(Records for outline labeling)
-.-.-

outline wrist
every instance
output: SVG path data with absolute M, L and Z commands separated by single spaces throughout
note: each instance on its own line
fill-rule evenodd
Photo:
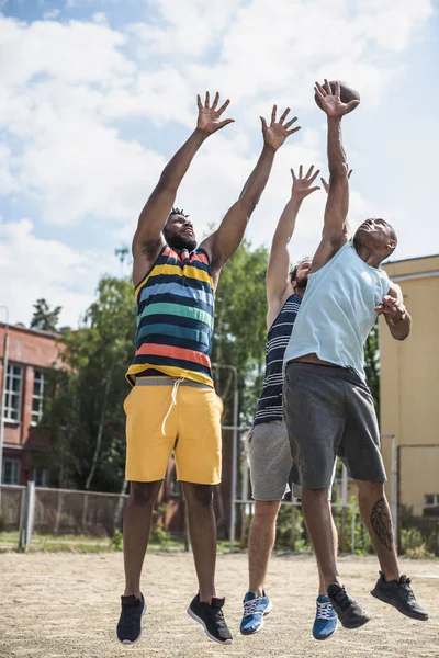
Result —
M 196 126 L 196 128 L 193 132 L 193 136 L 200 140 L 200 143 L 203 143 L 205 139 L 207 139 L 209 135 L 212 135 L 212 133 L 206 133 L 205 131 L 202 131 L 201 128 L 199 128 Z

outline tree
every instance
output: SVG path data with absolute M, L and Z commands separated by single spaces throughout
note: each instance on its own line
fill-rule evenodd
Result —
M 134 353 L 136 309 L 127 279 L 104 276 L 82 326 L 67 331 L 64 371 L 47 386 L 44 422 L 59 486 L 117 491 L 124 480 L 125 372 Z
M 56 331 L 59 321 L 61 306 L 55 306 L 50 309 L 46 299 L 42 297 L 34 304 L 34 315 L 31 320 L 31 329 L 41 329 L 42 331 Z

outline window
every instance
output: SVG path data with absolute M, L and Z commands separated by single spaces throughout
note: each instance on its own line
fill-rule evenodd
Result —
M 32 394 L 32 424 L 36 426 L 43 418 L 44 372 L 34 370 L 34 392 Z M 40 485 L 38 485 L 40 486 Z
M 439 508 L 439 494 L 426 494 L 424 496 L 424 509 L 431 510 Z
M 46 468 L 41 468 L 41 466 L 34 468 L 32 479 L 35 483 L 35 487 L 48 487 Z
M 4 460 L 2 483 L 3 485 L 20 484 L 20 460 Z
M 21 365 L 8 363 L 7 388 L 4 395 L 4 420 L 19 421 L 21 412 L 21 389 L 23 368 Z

-.-.-

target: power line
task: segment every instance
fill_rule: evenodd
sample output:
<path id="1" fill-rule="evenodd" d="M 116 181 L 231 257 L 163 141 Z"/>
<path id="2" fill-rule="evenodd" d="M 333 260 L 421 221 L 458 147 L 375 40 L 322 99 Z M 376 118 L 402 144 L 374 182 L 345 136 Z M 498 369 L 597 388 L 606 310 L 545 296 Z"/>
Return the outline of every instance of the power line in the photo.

-.-.-

→ **What the exercise asks**: Format the stretch of the material from the line containing "outline tree" through the line containing "M 56 331 L 59" as a Markdown table with the columns Row and Line, giving each line a row number and omitting any blank lines.

→ **Answer to the task**:
| Row | Line |
|---|---|
| 1 | outline tree |
| 2 | every instance |
| 3 | output: SVG path data with absolute M, L and Z commands separated by single spaces throughout |
| 4 | note: each instance on its own line |
| 5 | fill-rule evenodd |
| 6 | Result — |
| 7 | M 134 353 L 136 309 L 127 279 L 104 276 L 82 326 L 67 331 L 64 371 L 47 386 L 44 422 L 59 486 L 117 491 L 124 480 L 125 372 Z |
| 8 | M 56 331 L 59 321 L 61 306 L 55 306 L 50 309 L 46 299 L 42 297 L 34 304 L 34 315 L 31 320 L 31 329 L 41 329 L 42 331 Z |